Lay out the lines from the one containing "Where can the black" through the one containing "point(757, 634)", both ends included, as a JSON list of strings with one string per line and blank lines omitted.

• Exercise data:
-=-=-

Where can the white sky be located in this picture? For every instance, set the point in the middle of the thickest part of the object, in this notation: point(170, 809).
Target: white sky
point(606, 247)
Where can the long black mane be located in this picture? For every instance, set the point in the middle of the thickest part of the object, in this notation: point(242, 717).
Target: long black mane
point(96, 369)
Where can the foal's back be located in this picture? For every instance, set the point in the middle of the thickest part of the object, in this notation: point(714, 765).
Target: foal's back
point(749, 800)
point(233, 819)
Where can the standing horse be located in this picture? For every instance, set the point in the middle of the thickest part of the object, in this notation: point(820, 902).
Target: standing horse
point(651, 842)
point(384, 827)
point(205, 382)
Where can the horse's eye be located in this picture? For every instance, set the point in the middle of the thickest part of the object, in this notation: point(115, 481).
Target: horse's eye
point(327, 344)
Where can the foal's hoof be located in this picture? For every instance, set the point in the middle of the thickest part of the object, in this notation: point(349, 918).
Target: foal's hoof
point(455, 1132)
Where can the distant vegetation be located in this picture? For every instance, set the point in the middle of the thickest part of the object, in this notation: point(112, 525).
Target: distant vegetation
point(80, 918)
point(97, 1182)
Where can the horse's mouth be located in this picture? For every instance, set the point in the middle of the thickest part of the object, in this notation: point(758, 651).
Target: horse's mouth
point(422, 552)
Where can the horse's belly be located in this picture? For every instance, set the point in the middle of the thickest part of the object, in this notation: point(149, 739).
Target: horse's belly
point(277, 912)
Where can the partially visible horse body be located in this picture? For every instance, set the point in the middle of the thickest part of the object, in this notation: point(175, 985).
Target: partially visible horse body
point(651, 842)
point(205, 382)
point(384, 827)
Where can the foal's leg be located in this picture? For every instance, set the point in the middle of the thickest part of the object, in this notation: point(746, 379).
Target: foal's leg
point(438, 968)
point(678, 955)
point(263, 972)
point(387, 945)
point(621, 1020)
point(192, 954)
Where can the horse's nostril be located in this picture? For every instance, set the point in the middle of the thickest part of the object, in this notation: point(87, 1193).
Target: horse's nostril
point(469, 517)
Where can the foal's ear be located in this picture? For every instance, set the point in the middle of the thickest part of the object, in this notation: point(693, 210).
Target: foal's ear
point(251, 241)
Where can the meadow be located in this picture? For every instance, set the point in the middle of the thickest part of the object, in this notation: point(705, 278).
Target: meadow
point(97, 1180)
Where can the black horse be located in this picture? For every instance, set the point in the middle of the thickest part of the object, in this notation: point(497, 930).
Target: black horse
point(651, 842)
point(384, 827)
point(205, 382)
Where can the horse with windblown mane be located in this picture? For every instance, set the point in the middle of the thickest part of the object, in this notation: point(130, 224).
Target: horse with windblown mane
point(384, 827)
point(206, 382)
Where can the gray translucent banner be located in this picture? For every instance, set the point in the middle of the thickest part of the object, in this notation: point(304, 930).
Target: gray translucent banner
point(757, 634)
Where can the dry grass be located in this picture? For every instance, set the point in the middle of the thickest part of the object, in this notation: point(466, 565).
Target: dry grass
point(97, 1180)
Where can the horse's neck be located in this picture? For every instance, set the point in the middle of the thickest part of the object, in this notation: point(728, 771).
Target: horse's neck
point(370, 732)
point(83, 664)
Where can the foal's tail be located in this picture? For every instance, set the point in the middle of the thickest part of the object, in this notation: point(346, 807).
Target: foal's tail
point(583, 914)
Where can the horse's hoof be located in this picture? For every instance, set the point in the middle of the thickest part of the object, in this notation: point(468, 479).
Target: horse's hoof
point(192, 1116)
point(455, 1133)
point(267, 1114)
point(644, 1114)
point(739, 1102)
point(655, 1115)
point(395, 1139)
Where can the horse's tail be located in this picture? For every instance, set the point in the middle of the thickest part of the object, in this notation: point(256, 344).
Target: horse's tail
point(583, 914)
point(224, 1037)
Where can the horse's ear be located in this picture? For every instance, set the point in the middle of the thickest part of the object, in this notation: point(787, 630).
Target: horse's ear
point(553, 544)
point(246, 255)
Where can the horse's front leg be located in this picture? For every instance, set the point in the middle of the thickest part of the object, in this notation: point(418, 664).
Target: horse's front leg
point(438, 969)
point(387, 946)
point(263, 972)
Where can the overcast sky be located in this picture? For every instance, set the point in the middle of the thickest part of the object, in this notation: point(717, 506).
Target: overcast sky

-=-=-

• Full response:
[
  "Where can the black horse be located in this picture? For every instance, set the point in the middle of the thickest part of the object, in this notation: point(497, 930).",
  "Target: black horse",
  "point(651, 842)",
  "point(384, 827)",
  "point(205, 382)",
  "Where can the horse with windblown mane be located in this picture? For every instance, set the point in the middle of the thickest part of the object, in this notation: point(130, 224).",
  "Target: horse with windblown mane",
  "point(384, 827)",
  "point(206, 382)",
  "Where can the gray translucent banner be located in this picture? For every instance, set the point in the middle of the thickest part of the object, in this notation: point(304, 930).",
  "Target: gray translucent banner",
  "point(757, 634)"
]